*** Data for this exercise ***
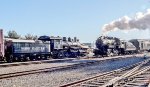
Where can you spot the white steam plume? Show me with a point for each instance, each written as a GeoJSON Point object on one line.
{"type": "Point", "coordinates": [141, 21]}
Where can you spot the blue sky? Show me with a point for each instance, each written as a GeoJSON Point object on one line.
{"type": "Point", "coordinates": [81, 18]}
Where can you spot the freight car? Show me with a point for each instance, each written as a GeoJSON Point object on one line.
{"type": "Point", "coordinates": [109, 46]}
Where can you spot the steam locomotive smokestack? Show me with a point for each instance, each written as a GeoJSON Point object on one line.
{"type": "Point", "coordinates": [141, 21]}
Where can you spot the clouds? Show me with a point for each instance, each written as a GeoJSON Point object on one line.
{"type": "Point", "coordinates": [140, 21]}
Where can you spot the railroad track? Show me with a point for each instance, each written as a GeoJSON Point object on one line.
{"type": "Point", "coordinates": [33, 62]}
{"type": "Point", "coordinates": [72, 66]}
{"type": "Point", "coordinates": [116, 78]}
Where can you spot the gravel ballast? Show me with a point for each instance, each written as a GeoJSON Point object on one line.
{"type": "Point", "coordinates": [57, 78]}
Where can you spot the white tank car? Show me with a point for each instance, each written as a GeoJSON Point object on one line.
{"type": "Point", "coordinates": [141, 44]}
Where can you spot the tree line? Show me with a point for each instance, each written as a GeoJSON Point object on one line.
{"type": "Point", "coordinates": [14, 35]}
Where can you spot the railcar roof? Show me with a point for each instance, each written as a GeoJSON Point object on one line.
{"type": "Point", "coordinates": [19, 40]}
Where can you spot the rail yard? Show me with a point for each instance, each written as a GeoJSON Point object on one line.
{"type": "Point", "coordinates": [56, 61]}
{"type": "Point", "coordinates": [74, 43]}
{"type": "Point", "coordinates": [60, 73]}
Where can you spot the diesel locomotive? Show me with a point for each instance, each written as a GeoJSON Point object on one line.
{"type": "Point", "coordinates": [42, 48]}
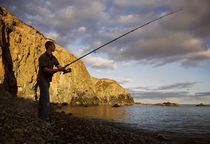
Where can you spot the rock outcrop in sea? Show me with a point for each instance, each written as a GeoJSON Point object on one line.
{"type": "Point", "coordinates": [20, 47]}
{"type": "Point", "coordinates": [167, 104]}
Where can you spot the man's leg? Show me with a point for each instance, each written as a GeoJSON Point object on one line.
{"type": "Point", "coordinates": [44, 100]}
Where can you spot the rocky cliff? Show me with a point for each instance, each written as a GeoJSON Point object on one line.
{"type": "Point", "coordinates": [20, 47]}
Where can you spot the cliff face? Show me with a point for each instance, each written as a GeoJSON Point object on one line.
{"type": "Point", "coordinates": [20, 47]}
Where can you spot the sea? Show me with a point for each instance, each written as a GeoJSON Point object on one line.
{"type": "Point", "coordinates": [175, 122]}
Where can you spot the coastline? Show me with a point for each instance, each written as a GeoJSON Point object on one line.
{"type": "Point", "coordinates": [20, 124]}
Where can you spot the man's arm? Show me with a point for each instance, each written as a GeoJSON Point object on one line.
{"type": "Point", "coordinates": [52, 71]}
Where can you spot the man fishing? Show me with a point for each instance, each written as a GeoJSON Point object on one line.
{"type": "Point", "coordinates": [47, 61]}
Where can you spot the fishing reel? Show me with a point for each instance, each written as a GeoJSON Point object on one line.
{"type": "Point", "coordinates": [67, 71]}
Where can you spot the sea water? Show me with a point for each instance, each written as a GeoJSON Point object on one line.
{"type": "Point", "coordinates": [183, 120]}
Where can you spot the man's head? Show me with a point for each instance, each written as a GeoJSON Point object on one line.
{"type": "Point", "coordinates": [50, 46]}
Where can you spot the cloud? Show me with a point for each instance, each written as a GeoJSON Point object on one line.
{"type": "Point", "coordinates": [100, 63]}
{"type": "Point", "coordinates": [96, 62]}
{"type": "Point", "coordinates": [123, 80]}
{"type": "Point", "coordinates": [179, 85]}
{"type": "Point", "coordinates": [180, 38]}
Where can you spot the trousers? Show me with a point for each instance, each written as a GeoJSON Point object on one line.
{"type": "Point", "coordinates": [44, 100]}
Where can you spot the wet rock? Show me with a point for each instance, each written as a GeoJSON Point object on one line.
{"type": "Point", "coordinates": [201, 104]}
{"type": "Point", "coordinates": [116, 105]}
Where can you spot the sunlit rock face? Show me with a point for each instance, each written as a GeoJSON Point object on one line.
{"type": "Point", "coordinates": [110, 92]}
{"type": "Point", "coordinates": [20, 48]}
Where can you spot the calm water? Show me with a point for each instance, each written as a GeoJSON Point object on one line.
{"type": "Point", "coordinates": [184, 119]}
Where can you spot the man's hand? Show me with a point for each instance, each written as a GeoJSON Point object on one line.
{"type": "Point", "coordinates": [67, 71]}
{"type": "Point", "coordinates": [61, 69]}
*** End of Data for this exercise ***
▶ _What to produce_
Without any pictures, output the entries above exactly as they appear.

▶ _Response box_
Where can you spot the white steam plume? Show me with a point for each instance, each written as a GeoJSON Point object on one line.
{"type": "Point", "coordinates": [141, 21]}
Where can you spot the blue sky? Show me with a point for each instance, each written as a GeoJSON Point object on one line.
{"type": "Point", "coordinates": [81, 18]}
Where can you spot the freight car? Show me with a point for each instance, each written as a GeoJSON Point object on one line.
{"type": "Point", "coordinates": [109, 46]}
Where can you spot the steam locomotive smokestack? Show me with a point for each instance, each written as a GeoJSON Point object on one line.
{"type": "Point", "coordinates": [141, 21]}
Where can you spot the clouds? Show me with a point for each instance, each written as a GeoJSON Point object on one line.
{"type": "Point", "coordinates": [140, 21]}
Where can you spot the railroad track? Show me with a point for each instance, each written as a GeoJSON Point object on one line.
{"type": "Point", "coordinates": [33, 62]}
{"type": "Point", "coordinates": [72, 66]}
{"type": "Point", "coordinates": [116, 78]}
Where can you spot the gravel ballast? Show me with a point for each instance, each written as a GeoJSON Point object on one line.
{"type": "Point", "coordinates": [57, 78]}
Where can you spot the white tank car? Show me with a point for each instance, each written as a GeoJSON Point object on one line.
{"type": "Point", "coordinates": [141, 44]}
Where can you spot the tree line? Show me with a point for each instance, each written as a GeoJSON Point object on one line.
{"type": "Point", "coordinates": [14, 35]}
Where can you spot the railcar roof? Show me with a point for each instance, each written as a GeoJSON Point object on one line.
{"type": "Point", "coordinates": [19, 40]}
Where can you spot the rail yard? Show me with a point for each instance, each written as a GeoJSON Point object on one line.
{"type": "Point", "coordinates": [56, 61]}
{"type": "Point", "coordinates": [74, 43]}
{"type": "Point", "coordinates": [60, 73]}
Where can you spot the diesel locomotive? Show me with a point for each instance, each written as a GeoJSON Point object on one line.
{"type": "Point", "coordinates": [42, 48]}
Where can you spot the rock outcrop in sea? Show me with a point for each instance, each written as a GeoJSON Point object on one line.
{"type": "Point", "coordinates": [20, 47]}
{"type": "Point", "coordinates": [167, 104]}
Where can you spot the man's leg? Show me with a point for each instance, each written as a GeoJSON Point object on one line.
{"type": "Point", "coordinates": [44, 100]}
Where can you spot the rocky cliff? Show me with a point for each instance, each written as a GeoJSON Point object on one line.
{"type": "Point", "coordinates": [20, 47]}
Where can you spot the cliff face? Show me with a point for each instance, each written as a GeoJSON Point object on one line.
{"type": "Point", "coordinates": [20, 47]}
Where can you spot the sea? Show me with a point for each instance, each written as a GeoJSON Point object on one line.
{"type": "Point", "coordinates": [175, 122]}
Where can you spot the coastline? Show me with a point for each instance, each written as a GeoJSON Point object on one line.
{"type": "Point", "coordinates": [20, 124]}
Where can you spot the man's arm? Show me with a point for each instance, each written as a GeoJSON Point object on one line.
{"type": "Point", "coordinates": [52, 71]}
Where can you spot the man fishing? Show me with a point for each instance, each written as a GeoJSON Point object on one line.
{"type": "Point", "coordinates": [47, 61]}
Where can you spot the fishing reel? Show me with a point for each instance, each written as a GeoJSON Point object on one line.
{"type": "Point", "coordinates": [67, 71]}
Where can you spot the sea water? Show me with a point for each instance, each written as a GeoJSON Point object on one line.
{"type": "Point", "coordinates": [183, 120]}
Where can you spot the man's head? Show me with a point for each instance, each written as a GeoJSON Point object on one line.
{"type": "Point", "coordinates": [50, 46]}
Where can you spot the cloud? Show me with a point for each instance, each written as a GeoJSON Point object on one line.
{"type": "Point", "coordinates": [100, 63]}
{"type": "Point", "coordinates": [96, 62]}
{"type": "Point", "coordinates": [123, 80]}
{"type": "Point", "coordinates": [179, 85]}
{"type": "Point", "coordinates": [180, 38]}
Where can you spot the trousers? Show me with a point for each instance, each written as a GeoJSON Point object on one line.
{"type": "Point", "coordinates": [44, 100]}
Where can you spot the wet rock? Show me with a point for each instance, each written as a GeoJSON Point object on one line.
{"type": "Point", "coordinates": [201, 104]}
{"type": "Point", "coordinates": [116, 105]}
Where can you spot the sunlit rock face? Show me with a point for each instance, each written as a GeoJSON Point object on one line.
{"type": "Point", "coordinates": [110, 92]}
{"type": "Point", "coordinates": [20, 48]}
Where can you spot the calm water? Show me with a point for each instance, each written as a GeoJSON Point object on one line.
{"type": "Point", "coordinates": [184, 119]}
Where can you spot the man's hand? Show me with a point for each instance, each written as a GeoJSON Point object on one line.
{"type": "Point", "coordinates": [67, 71]}
{"type": "Point", "coordinates": [61, 69]}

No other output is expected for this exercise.